Exercise instructions
Arrange the lines below into a Markdown table with the columns "Row" and "Line," giving each line its own numbered row and skipping blank lines. Leave the pictures out of your answer.

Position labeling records
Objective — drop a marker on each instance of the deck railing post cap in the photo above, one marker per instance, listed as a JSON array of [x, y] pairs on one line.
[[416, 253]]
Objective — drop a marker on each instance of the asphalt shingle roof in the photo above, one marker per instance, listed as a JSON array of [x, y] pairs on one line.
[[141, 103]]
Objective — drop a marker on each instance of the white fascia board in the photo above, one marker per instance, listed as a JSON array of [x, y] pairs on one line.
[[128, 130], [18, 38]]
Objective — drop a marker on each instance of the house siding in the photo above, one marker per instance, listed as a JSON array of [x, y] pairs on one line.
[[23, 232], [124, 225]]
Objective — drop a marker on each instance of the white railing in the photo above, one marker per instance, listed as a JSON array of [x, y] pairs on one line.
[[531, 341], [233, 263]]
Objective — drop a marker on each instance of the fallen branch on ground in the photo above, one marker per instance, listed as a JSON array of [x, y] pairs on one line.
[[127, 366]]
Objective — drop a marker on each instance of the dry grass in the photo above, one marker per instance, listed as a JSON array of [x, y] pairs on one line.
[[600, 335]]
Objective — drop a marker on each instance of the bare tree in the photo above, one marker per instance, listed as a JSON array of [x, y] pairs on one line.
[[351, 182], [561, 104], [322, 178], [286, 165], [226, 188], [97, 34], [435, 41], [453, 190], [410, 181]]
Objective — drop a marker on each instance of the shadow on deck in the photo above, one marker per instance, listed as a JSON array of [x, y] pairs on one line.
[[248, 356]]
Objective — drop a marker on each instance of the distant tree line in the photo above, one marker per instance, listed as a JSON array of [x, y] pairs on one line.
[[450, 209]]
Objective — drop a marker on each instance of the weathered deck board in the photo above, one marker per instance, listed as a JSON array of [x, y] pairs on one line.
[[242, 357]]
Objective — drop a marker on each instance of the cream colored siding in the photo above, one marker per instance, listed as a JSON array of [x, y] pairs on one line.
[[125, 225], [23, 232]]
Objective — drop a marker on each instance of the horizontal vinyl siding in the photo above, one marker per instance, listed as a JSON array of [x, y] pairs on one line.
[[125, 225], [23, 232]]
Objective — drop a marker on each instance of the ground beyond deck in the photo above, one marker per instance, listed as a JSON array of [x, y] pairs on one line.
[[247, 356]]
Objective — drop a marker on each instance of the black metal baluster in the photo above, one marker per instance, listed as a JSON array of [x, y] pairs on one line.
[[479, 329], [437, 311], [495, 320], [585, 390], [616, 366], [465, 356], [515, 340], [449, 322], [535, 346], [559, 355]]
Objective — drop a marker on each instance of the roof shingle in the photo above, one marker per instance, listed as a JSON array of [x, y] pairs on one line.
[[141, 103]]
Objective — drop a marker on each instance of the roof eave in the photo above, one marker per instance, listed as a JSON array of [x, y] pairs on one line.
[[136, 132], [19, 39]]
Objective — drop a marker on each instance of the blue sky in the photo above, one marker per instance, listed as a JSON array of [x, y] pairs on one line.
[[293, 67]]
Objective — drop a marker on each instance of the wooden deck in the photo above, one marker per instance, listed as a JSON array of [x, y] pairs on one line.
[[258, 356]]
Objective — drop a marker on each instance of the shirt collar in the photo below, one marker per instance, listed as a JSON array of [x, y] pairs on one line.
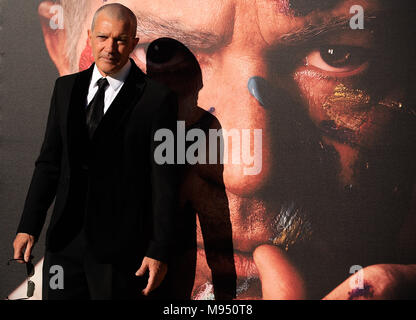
[[115, 80]]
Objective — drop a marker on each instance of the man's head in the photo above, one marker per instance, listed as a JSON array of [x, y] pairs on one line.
[[112, 37]]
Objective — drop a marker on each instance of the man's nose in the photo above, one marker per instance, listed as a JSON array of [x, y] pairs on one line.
[[110, 45]]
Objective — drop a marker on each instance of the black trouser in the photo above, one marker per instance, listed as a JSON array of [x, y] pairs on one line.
[[85, 278]]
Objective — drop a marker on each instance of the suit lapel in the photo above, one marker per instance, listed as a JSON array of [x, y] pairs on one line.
[[76, 127], [119, 110]]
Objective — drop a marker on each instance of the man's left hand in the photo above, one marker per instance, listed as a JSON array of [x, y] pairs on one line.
[[157, 272]]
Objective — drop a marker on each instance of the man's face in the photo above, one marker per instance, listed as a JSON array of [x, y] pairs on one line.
[[291, 69], [111, 42]]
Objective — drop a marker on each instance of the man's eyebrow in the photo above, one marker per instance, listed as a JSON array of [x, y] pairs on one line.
[[154, 27], [311, 31]]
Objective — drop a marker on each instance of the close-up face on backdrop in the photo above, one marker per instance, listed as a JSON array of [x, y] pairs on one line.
[[334, 175]]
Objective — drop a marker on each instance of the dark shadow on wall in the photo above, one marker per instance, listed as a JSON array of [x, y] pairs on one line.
[[171, 63]]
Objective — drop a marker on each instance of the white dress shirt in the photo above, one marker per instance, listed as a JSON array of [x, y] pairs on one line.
[[115, 81]]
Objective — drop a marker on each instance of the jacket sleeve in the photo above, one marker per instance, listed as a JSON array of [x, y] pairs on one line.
[[43, 186], [164, 180]]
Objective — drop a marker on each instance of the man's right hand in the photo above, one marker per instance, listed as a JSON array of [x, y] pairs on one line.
[[23, 245]]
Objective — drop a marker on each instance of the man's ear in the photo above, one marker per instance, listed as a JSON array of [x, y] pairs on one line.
[[54, 36]]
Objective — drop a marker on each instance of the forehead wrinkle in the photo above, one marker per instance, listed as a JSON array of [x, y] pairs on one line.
[[311, 31], [154, 27]]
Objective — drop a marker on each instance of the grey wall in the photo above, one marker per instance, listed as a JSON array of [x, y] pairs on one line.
[[26, 81]]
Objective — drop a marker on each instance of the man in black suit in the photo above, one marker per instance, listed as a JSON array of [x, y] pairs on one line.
[[114, 204]]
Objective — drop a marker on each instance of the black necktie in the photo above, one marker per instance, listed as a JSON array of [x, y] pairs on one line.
[[95, 110]]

Complete output
| Row | Line |
|---|---|
| 1 | Objective — drop a marker on each instance of the deck railing post cap in the photo above, one marker per instance, listed as a JSON array of [x, y] pairs on one line. |
| 2 | [[416, 253]] |
| 3 | Objective — drop a marker on each instance of the asphalt shingle roof in the photo above, one marker per instance, listed as a JSON array of [x, y] pairs on one line. |
| 4 | [[141, 103]] |
| 5 | Objective — drop a marker on each instance of the white fascia board in the photo above, one marker per instance, listed as a JSON array of [x, y] pairs on one line. |
| 6 | [[128, 130], [18, 38]] |
| 7 | Objective — drop a marker on each instance of the house siding in the photo above, one marker per instance, listed as a JSON array of [x, y] pairs on one line. |
| 8 | [[23, 232], [124, 225]] |
| 9 | Objective — drop a marker on each instance of the white railing in the photo above, one marker per instance, listed as a JSON array of [x, y] pairs on one line. |
| 10 | [[531, 341], [233, 263]] |
| 11 | Objective — drop a marker on each instance of the fallen branch on ground in the photo above, one marker per instance, listed as a JSON array of [x, y] pairs on one line. |
| 12 | [[127, 366]] |
| 13 | Objective — drop a marker on each instance of the dry grass in the photo above, one marker per instance, listed as a JSON array of [x, y] pairs on one line. |
| 14 | [[600, 335]] |
| 15 | Objective — drop a marker on each instance of the bare tree in the photo above, one marker per instance, listed as a JSON array of [x, y] pairs on one line. |
| 16 | [[351, 182], [561, 104], [322, 178], [286, 165], [226, 188], [97, 34], [435, 41], [453, 190], [410, 181]] |
| 17 | Objective — drop a marker on each instance of the shadow on deck in the photo above, one marker per instance, listed as a JSON array of [x, y] pairs on one line. |
| 18 | [[248, 356]] |
| 19 | Objective — drop a marker on each instance of the distant tree line in the photo above, one marker per instance, listed as a JSON array of [x, y] pairs on one line. |
| 20 | [[450, 209]] |
| 21 | Objective — drop a marker on each instance of the weathered deck board in the photo above, one marker per instance, listed as a JSON array of [x, y] pairs on one line. |
| 22 | [[242, 357]] |
| 23 | Objective — drop a marker on each instance of the cream colored siding in the photo above, one marker per instance, listed as a JSON array of [x, y] pairs on one line. |
| 24 | [[125, 225], [23, 232]] |
| 25 | Objective — drop a marker on each instance of the horizontal vinyl siding in the photo above, one marker per instance, listed as a JSON array of [x, y] pairs on one line. |
| 26 | [[125, 225], [23, 232]] |
| 27 | Objective — drop a marker on each instance of the ground beyond deck in the photo above, one marker per instance, listed as a JSON array of [x, y] pairs on one line. |
| 28 | [[247, 356]] |
| 29 | Objective — drop a marker on each instance of the black metal baluster in the photo above, one marker per instance, listed as a JSON array of [x, y] pairs on one line. |
| 30 | [[479, 329], [437, 311], [495, 320], [585, 390], [616, 366], [465, 356], [515, 340], [449, 322], [535, 346], [559, 355]] |
| 31 | Objective — drop a marker on each instance of the roof shingle in the photo above, one marker per instance, listed as a JSON array of [x, y] pairs on one line. |
| 32 | [[141, 103]] |
| 33 | Objective — drop a marker on each instance of the roof eave in the photo above, one marker per instance, listed as a JSON array of [x, y] pairs on one line. |
| 34 | [[136, 132], [19, 39]] |
| 35 | Objective — drop a marker on each instance of the blue sky in the photo above, one marker per instance, listed as a JSON array of [x, y] pairs on one line. |
| 36 | [[293, 67]] |
| 37 | Objective — drop a marker on each instance of the wooden deck in the photo above, one marker per instance, listed as a JSON array of [x, y] pairs on one line. |
| 38 | [[258, 356]] |
| 39 | Objective — drop a marker on each instance of the shirt collar in the photo below, one marker per instance, listed as a JSON array of [x, y] pairs on one line. |
| 40 | [[115, 80]] |
| 41 | Objective — drop a marker on each instance of the man's head in the photo above, one marker per instance, listed as a JSON array of [x, y] pairs on one line. |
| 42 | [[112, 37]] |
| 43 | Objective — drop a marker on each instance of the man's nose in the photo above, one marker per instance, listed as a JSON array of [x, y] pairs on one line. |
| 44 | [[110, 45]] |
| 45 | Objective — drop a marker on each instance of the black trouser in the photo above, one marker per instance, listed as a JSON array of [x, y] pairs on one line. |
| 46 | [[85, 278]] |
| 47 | Objective — drop a marker on each instance of the suit lapel in the photo above, one marker per instance, listed as a JSON array of [x, y] pairs on one line. |
| 48 | [[76, 127], [119, 110]] |
| 49 | Objective — drop a marker on each instance of the man's left hand in the photo above, one marker per instance, listed as a JSON array of [x, y] pairs on one line. |
| 50 | [[157, 272]] |
| 51 | Objective — drop a marker on each instance of the man's face in the photo above, one marker per instance, listed as a JSON array of [x, y] pairs on one line. |
| 52 | [[291, 69], [111, 42]] |
| 53 | Objective — drop a marker on each instance of the man's eyebrow in the photo above, one marker per instance, listed as a JSON array of [x, y] pairs on one line. |
| 54 | [[154, 27], [311, 31]] |
| 55 | Objective — drop a marker on each instance of the close-up face on backdrop in the photo above, one marker per instance, listed as a JSON array of [x, y] pairs on one line. |
| 56 | [[334, 175]] |
| 57 | Objective — drop a marker on each instance of the dark shadow on wall in the photo above, one marker per instance, listed as a JSON array of [x, y] pairs on one line. |
| 58 | [[171, 63]] |
| 59 | Objective — drop a marker on each instance of the white dress shirt in the photo above, one marker per instance, listed as a JSON array of [x, y] pairs on one line. |
| 60 | [[115, 81]] |
| 61 | Objective — drop a marker on each instance of the jacket sleeve in the photo above, one marker per instance, listed as a JSON array of [x, y] pairs on one line. |
| 62 | [[43, 186], [164, 180]] |
| 63 | Objective — drop a marker on each instance of the man's right hand in the photo above, one marker per instance, listed as a JSON array of [x, y] pairs on one line. |
| 64 | [[23, 245]] |
| 65 | Objective — drop a marker on each instance of the man's ear in the photo above, one marker per instance, listed as a JSON array of [x, y] pairs on one line. |
| 66 | [[54, 36]] |
| 67 | Objective — drop a marker on each instance of the forehead wrinkle in the photo above, one marker per instance, listed as a JSON array of [x, y] pairs on one line. |
| 68 | [[311, 31], [154, 27]] |
| 69 | Objective — drop a marker on each instance of the grey wall in the photo above, one marker per instance, listed as a JSON array of [x, y] pairs on one line. |
| 70 | [[26, 81]] |
| 71 | Objective — drop a marker on each instance of the man in black suit in the photo above, one marker per instance, listed as a JSON array of [x, y] pairs on one line. |
| 72 | [[114, 204]] |
| 73 | Objective — drop a marker on each instance of the black necktie in the photo above, one marker per instance, listed as a JSON array of [x, y] pairs on one line. |
| 74 | [[95, 110]] |